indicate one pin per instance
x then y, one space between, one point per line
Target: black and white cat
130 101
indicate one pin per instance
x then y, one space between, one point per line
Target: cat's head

********************

» Task to complete: Copy out the records above without altering anything.

» Answer:
indicate one pin per instance
x then y, one space between, one point per line
Target: black and white cat
130 101
indicate one pin per instance
x then y, one space between, one point per line
Target: cat's head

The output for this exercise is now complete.